▶ THE PROBLEM: For the string "blond", search the entries below and copy every line where it appears.

[Referring expression data]
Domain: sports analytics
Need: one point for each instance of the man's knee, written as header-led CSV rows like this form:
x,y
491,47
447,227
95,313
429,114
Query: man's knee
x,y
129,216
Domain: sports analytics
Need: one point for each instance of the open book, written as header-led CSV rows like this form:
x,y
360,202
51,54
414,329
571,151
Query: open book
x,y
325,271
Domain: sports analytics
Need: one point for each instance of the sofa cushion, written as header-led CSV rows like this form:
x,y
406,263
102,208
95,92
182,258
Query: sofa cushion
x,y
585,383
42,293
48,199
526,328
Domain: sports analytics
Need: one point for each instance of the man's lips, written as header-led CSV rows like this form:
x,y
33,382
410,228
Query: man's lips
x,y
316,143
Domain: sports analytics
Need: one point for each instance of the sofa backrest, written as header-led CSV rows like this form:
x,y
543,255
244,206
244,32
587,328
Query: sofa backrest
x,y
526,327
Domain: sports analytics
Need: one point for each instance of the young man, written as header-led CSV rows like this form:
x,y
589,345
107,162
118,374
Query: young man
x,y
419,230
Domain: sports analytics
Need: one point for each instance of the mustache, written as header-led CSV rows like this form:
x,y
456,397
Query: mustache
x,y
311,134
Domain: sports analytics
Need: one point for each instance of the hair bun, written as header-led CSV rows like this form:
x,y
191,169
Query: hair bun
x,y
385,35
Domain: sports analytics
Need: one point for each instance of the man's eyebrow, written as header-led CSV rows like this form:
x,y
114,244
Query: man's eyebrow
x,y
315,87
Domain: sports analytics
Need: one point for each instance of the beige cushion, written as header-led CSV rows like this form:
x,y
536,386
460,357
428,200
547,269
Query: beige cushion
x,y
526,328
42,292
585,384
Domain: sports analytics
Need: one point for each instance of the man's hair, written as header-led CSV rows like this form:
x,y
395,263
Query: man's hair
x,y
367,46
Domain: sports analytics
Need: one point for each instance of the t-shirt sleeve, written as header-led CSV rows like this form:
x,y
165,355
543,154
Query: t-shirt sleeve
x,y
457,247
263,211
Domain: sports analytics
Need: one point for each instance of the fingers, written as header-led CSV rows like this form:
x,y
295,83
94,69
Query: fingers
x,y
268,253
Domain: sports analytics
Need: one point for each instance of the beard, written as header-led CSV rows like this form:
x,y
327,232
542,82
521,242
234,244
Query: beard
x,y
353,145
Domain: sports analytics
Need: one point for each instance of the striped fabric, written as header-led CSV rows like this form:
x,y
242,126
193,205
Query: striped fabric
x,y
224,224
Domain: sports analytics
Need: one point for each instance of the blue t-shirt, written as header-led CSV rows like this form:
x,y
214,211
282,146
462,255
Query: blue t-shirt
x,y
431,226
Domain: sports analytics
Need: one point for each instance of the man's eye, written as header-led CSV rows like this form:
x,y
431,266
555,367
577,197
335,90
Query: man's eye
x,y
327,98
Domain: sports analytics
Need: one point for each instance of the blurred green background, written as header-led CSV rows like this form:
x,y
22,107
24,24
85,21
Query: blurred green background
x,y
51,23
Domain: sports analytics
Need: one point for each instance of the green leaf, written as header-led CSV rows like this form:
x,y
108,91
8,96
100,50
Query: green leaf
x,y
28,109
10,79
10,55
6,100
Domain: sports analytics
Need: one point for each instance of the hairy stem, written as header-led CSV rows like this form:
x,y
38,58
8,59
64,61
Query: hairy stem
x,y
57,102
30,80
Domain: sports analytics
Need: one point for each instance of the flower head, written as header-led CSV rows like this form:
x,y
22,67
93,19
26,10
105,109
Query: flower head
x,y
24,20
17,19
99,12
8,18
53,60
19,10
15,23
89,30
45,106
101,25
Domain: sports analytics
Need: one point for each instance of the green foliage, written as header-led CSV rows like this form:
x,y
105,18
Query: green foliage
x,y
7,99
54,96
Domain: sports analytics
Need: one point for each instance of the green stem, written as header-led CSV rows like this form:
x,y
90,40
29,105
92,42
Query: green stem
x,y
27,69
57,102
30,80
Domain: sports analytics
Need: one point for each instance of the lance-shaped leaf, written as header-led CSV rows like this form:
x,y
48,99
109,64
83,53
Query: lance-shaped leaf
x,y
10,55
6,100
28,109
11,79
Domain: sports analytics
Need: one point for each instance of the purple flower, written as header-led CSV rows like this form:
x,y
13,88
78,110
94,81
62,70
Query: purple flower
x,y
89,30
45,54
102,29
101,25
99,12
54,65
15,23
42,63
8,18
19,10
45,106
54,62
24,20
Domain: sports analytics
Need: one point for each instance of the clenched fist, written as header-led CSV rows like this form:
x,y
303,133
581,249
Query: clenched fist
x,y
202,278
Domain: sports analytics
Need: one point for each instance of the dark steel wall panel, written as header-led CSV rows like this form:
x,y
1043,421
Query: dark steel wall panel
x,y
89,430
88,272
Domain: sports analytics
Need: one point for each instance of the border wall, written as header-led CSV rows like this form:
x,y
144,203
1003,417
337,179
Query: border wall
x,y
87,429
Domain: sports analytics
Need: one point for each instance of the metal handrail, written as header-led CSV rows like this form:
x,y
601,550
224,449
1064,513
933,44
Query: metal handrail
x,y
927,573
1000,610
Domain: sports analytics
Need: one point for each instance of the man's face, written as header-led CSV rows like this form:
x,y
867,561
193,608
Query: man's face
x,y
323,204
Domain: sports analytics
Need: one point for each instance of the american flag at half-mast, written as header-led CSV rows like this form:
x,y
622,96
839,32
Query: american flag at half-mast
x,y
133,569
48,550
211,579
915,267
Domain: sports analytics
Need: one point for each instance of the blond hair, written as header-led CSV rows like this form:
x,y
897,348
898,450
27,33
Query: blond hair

▶ TASK RESPONSE:
Need: one point for each instance of the blond hair, written as header-led CSV rows like this form:
Query: blond hair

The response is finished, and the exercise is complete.